Piso for steady state
Hi. Since my calculations (a simple adiabatic steady state air flow) have great problems of convergence with SIMPLE, I'm going to try with PISO algorithm. Anybody can tell me something about the use of it in steady state? One problem I have, for example, is that when I try to set the values in the window of solution method ,the "Maximum Number of corrector Stages" is fixed to a value very near to zero; is it normal? Why?
Thanks for your answers.Andrea. 
Re: Piso for steady state
If it's a simple air flow simulation, STAR should not encounter convergence problem. Maybe you can provide a bit more detail? As for the PISO scheme, the default max. no. of corrector stages is 20.

Re: Piso for steady state
I'm studying a flow of air in the pipe that leads to a close coupled converter of a car; the geometry of this pipe is a little bit complex(it has an elbow, the section varies, and it hasn't symmetry planes),but not so much.I 've used PROAM to mesh the CAD, so there are some trimmed cell. I' ve used the porous model for the converter, and inletpressure as boundaries; I've already tried to lower underrelaxation factors, but the residuals remain on values of 10e1,10e2.I don't really know what else to do, and I don' think the mesh is too coarse. If you have some ideas....
Thank you a lot. Andrea PS: Other informations on PISO for steady state? Thank you again. 
Re: Piso for steady state
It is a little bug for the wrong number of correcter stage of PISO. It only happened in the windows version. YOu can define it typing. Furhter, for the unconvergence of your problem. It might be the mesh qulity is too poor. You can get convergence with further low underrelaxtion factor, especially for the pressure in SIMPLE. For the PISO, it might take longer time to get convergence than SIMPLE. You must define carefully the location of reference pressure in PISO when you have the pressure boundary involved. Otherwise, it might divergence.

**Task set**
A: Answer these questions about the forum thread on PISO for steady state:
(i) What is the default maximum number of corrector stages for the PISO scheme?
(ii) What was used to mesh the CAD of the pipe?
(iii) In which version does the wrong number of PISO corrector stages occur?
B: Write out everything in the forum thread on PISO for steady state from "Thanks for your" down to "have some ideas....".

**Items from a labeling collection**
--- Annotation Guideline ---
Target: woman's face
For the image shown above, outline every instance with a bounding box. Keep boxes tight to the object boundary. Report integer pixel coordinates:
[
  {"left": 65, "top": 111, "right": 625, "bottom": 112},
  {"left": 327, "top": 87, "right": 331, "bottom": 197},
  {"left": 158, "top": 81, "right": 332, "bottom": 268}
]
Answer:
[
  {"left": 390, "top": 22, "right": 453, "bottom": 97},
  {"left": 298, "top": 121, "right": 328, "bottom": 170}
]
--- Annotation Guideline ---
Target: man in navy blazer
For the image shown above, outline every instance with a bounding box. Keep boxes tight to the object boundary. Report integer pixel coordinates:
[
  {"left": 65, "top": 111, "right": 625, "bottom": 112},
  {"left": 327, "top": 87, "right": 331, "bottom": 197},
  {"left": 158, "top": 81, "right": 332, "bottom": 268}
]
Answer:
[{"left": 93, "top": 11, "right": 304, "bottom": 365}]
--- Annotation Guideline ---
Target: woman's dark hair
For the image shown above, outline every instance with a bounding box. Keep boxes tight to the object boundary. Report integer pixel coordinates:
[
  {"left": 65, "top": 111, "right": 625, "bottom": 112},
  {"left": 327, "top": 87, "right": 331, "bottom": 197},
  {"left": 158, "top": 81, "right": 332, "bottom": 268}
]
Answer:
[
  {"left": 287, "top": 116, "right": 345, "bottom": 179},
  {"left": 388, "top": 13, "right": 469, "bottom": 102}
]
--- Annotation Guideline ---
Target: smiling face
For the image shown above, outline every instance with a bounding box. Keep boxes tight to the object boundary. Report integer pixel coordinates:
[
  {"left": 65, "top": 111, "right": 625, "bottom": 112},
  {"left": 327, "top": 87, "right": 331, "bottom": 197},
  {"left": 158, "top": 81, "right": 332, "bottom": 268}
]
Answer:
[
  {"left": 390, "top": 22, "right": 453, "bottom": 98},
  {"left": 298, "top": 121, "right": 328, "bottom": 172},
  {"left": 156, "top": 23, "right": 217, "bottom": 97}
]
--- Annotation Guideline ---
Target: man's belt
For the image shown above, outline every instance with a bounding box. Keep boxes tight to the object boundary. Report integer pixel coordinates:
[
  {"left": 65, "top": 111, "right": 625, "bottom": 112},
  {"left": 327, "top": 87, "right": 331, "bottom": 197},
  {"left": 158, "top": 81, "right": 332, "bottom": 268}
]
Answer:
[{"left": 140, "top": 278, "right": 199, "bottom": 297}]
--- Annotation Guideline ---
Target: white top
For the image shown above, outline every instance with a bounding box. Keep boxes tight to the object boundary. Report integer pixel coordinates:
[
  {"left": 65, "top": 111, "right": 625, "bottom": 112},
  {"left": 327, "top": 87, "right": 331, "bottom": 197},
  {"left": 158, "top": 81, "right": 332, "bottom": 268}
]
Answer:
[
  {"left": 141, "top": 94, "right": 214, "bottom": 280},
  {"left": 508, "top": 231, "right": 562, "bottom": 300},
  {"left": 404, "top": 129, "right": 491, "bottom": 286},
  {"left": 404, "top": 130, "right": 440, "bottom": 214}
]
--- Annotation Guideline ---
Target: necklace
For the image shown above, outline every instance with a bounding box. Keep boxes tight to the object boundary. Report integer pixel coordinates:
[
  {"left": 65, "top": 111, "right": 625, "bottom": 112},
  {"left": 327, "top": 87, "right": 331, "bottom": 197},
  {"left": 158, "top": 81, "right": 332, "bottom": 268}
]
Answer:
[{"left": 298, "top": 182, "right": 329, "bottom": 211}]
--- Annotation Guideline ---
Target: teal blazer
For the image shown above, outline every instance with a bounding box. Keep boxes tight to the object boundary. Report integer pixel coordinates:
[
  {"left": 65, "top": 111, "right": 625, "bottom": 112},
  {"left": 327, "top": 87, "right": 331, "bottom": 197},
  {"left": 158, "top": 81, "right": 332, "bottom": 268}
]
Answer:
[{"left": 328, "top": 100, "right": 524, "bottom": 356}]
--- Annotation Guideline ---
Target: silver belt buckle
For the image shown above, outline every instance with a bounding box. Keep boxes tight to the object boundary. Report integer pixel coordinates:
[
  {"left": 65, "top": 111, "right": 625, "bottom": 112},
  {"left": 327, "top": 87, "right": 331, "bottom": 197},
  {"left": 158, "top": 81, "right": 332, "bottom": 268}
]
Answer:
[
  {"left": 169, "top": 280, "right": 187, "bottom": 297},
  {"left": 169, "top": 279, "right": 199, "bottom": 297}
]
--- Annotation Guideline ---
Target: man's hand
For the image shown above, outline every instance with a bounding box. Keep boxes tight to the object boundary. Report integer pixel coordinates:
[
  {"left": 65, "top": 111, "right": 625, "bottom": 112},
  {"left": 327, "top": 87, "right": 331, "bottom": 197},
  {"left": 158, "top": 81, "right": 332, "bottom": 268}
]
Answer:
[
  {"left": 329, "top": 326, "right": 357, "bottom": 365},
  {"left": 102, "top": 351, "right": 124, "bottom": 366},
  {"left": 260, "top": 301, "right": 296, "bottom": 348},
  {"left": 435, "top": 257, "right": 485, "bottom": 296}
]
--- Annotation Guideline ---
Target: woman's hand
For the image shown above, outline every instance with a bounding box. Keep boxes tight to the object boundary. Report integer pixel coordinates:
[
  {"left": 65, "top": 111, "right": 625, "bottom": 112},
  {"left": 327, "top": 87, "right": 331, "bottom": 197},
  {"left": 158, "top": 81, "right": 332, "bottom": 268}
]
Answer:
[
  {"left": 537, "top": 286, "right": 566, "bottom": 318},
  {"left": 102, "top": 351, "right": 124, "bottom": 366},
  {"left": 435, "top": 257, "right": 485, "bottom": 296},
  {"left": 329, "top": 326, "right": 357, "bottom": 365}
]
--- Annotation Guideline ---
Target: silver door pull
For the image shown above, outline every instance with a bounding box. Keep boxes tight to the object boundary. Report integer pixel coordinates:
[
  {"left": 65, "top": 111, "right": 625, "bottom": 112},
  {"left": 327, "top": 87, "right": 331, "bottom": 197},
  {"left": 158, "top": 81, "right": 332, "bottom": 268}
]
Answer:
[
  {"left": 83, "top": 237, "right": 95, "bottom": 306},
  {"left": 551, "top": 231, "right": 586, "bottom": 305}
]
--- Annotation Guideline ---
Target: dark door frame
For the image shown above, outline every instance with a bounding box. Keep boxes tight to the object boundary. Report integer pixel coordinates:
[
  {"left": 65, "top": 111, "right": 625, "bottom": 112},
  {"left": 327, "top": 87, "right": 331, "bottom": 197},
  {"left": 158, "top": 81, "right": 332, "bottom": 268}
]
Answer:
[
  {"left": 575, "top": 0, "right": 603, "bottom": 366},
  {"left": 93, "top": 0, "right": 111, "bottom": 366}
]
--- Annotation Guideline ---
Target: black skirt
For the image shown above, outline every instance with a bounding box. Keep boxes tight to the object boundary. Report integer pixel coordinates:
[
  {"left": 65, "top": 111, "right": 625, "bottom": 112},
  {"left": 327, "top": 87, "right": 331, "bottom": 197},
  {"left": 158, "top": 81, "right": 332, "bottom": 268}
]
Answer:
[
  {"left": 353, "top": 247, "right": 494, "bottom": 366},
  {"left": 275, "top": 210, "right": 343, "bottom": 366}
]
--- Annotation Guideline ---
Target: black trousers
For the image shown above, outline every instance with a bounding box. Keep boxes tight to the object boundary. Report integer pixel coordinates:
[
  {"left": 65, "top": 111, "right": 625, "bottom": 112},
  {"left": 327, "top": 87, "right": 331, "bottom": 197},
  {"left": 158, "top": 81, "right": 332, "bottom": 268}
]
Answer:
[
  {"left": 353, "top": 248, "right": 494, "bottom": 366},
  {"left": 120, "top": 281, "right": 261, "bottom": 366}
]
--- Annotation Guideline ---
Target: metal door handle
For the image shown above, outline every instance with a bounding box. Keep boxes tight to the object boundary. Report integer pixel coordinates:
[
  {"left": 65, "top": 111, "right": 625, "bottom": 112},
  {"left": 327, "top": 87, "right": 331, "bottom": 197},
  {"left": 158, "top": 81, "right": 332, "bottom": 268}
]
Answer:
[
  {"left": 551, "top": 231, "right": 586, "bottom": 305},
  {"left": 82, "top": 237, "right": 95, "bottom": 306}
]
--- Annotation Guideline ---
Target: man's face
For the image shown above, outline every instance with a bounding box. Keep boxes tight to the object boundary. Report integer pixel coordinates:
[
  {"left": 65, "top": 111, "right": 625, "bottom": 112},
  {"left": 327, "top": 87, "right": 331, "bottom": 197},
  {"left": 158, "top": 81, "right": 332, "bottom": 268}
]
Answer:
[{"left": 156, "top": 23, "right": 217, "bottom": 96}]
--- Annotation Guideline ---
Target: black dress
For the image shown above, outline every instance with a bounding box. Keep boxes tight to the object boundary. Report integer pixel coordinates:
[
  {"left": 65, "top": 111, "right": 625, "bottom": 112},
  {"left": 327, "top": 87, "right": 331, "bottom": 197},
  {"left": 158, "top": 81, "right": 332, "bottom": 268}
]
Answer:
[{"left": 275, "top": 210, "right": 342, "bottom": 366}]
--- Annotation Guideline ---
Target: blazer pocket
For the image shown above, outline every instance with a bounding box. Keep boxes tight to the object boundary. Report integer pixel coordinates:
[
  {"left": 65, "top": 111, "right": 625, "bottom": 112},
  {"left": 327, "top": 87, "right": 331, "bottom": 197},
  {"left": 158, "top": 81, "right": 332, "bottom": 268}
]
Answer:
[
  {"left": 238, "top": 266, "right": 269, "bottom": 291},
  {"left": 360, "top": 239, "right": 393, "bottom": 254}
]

**Completed exercise**
A:
(i) 20
(ii) PROAM
(iii) Only the Windows version

B:
Thanks for your answers.Andrea. 
Re: Piso for steady state
If it's a simple air flow simulation, STAR should not encounter convergence problem. Maybe you can provide a bit more detail? As for the PISO scheme, the default max. no. of corrector stages is 20.

Re: Piso for steady state
I'm studying a flow of air in the pipe that leads to a close coupled converter of a car; the geometry of this pipe is a little bit complex(it has an elbow, the section varies, and it hasn't symmetry planes),but not so much.I 've used PROAM to mesh the CAD, so there are some trimmed cell. I' ve used the porous model for the converter, and inletpressure as boundaries; I've already tried to lower underrelaxation factors, but the residuals remain on values of 10e1,10e2.I don't really know what else to do, and I don' think the mesh is too coarse. If you have some ideas....